##### MATERIAL FOR THIS EXERCISE
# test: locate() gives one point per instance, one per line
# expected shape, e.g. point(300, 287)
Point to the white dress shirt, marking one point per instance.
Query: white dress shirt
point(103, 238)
##########
WHAT TO PRODUCE =>
Update the listing so that every "one point per instance" reads "a single point per instance", leaving the rest of the lines untouched.

THE ANSWER =>
# test: locate() gives a single point per instance, one per line
# expected shape, e.g. point(300, 287)
Point to the white dress shirt, marking a single point per instance.
Query: white dress shirt
point(103, 238)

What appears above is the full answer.